:: Text for analysis

My Father Died of a Brain Aneurysm — & I Could Too

The morning of Nov. 13, 1996, began like any other: I got up and got dressed. I poured myself a bowl of cereal and watched cartoons, and then I went off to school. My father loaded my brother and me into his minivan at 7:30 in the morning.

The school wasn’t far from our home — it was a 10-minute walk away, maybe 15 — but since we were new to town and were relatively young (we were 10 and 12, respectively) my father drove us whenever he could.

I don’t remember anything remarkable from that drive. I’m sure we spoke about homework and the day ahead, but the details are vague. It was a normal ride. 

The only thing I do remember is that my father said he would see us later. He was off that day and would be picking us up. But when the school bell rang and my brother and I met in the courtyard, my father — and his red Chevy Lumina — was nowhere to be found.

He was not on the main street, the side street or in the parking lot near the tennis courts.

Of course, I initially dismissed his absence. He had fallen asleep. He was running late. Perhaps he got called into work. And so we waited.

For what felt like an eternity, we waited.

But he never came — not that day or ever again — because earlier that afternoon, my father had suffered a ruptured brain aneurysm (which is a burst blood vessel), and he wasn’t just unconscious, he was in a coma.

He was 39.

Of course, most middle school-age children don’t know what an aneurysm is. The very mention of the word would have brought about a slew of questions. But my brother and I were different. Our family was different. And this wasn’t our first brush with a brain aneurysm. It was our seventh. My aunt, my father’s sister, had faced six a year before.

And when I learned what had happened, when my mother broke the news to me as I sat on her lap outside the CICU, my first words were, "He’s going to die, isn’t he?" because that’s what we were told when my aunt was sick. If she hadn’t undergone surgery, she would have died.

And unfortunately, despite the hospital’s best efforts, my father did die — eight days later. But after my father’s death we learned more about aneurysms. In my family, the abnormality was (well, is) heredity. And this condition could someday take me too.

::::

• **Problem requirements**: In the essay about the brain aneurysm, how many days after the rupture did the father die? Rely solely on the essay about the brain aneurysm when working through the entries.

:: Entries provided

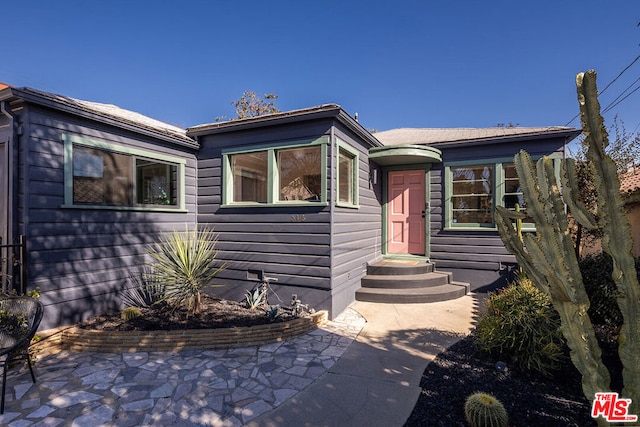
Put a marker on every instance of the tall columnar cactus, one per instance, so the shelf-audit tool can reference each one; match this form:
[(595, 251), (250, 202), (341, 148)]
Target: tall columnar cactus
[(617, 235), (549, 259)]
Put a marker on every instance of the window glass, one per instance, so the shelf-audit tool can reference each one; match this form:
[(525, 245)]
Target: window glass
[(346, 182), (472, 198), (300, 174), (102, 177), (250, 177), (513, 191), (156, 183)]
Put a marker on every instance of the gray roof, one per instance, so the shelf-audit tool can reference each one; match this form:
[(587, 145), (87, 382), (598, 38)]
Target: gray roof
[(429, 136), (284, 117), (134, 120)]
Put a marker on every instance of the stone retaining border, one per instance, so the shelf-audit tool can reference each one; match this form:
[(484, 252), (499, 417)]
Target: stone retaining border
[(76, 339)]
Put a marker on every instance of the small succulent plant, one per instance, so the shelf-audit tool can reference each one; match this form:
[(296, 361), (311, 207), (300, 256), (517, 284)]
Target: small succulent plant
[(485, 410)]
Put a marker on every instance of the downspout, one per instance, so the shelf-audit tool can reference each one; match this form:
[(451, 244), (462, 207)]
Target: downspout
[(332, 169), (8, 185), (9, 164)]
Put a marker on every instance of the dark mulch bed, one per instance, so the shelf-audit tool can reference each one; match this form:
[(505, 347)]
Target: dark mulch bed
[(529, 398), (215, 313)]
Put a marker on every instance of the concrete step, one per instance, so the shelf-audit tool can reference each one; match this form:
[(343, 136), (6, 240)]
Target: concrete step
[(411, 296), (406, 281), (396, 268)]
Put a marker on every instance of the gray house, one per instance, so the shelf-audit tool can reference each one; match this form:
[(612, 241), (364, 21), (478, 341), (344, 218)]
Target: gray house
[(309, 197)]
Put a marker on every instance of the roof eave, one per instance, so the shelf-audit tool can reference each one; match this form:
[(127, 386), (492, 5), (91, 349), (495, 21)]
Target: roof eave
[(568, 134), (14, 93), (324, 111)]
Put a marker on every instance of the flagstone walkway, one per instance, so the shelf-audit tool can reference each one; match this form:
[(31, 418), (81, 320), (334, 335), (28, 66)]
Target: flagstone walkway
[(187, 388)]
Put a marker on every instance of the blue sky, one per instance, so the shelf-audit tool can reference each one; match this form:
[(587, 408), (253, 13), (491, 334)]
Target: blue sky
[(397, 64)]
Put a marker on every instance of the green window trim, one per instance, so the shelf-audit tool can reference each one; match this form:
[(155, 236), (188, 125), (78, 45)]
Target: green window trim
[(137, 154), (354, 178), (497, 191), (273, 175)]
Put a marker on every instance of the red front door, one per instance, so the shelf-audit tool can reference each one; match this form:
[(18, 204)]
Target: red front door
[(406, 204)]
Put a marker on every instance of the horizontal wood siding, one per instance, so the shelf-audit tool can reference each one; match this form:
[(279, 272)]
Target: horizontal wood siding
[(82, 258), (479, 251), (356, 232), (290, 243)]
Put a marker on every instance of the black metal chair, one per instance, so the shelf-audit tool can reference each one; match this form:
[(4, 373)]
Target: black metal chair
[(19, 321)]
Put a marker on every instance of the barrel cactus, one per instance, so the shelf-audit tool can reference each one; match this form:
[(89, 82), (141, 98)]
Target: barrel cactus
[(548, 256), (484, 410)]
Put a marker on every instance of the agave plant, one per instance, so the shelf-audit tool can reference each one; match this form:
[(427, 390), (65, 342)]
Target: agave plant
[(183, 265)]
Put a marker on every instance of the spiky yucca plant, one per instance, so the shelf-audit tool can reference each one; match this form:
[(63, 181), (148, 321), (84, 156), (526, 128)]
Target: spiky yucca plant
[(183, 265)]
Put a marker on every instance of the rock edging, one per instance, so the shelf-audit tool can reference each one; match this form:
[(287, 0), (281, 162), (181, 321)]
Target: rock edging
[(76, 339)]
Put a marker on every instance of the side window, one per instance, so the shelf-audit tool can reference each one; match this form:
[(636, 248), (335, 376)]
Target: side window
[(156, 183), (102, 178), (104, 175), (250, 177), (300, 174), (347, 176)]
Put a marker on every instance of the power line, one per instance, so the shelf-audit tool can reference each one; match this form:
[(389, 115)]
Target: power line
[(608, 85), (606, 110)]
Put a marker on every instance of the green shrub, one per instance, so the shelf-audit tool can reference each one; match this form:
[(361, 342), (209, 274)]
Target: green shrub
[(596, 272), (521, 326), (130, 313), (182, 266), (484, 410), (255, 298)]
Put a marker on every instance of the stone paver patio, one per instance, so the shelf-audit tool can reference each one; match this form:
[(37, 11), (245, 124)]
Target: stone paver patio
[(204, 388)]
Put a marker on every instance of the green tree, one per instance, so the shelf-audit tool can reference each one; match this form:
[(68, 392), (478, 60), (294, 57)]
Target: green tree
[(251, 105)]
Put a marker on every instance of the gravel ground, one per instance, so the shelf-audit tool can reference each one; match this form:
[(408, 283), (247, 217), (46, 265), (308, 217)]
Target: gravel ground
[(215, 313), (530, 399)]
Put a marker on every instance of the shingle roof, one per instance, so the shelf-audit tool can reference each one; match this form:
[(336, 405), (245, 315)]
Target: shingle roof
[(630, 181), (111, 111), (444, 135)]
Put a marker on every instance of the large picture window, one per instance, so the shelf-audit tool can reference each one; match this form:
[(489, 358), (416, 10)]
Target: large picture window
[(300, 174), (104, 175), (473, 190), (250, 177), (472, 195), (294, 173)]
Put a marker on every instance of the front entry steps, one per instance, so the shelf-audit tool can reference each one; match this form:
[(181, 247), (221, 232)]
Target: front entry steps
[(407, 282)]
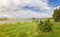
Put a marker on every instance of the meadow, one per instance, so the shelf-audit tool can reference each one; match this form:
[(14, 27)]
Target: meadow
[(27, 29)]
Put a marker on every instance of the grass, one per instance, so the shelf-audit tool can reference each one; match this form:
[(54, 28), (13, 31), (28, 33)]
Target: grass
[(27, 29)]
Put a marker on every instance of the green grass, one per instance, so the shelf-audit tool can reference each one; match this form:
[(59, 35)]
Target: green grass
[(27, 29)]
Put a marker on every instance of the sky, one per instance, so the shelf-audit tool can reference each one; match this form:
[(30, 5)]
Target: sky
[(28, 8)]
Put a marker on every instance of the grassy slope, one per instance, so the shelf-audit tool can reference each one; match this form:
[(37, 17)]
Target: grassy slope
[(27, 29)]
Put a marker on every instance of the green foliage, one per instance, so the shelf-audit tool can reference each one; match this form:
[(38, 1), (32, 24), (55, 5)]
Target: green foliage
[(56, 14), (45, 26), (27, 30)]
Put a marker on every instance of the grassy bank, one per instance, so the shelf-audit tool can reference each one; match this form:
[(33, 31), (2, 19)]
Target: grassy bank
[(27, 29)]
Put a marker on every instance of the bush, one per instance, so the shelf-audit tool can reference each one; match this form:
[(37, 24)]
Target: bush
[(45, 26)]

::::

• **Response to the exercise**: Eight days.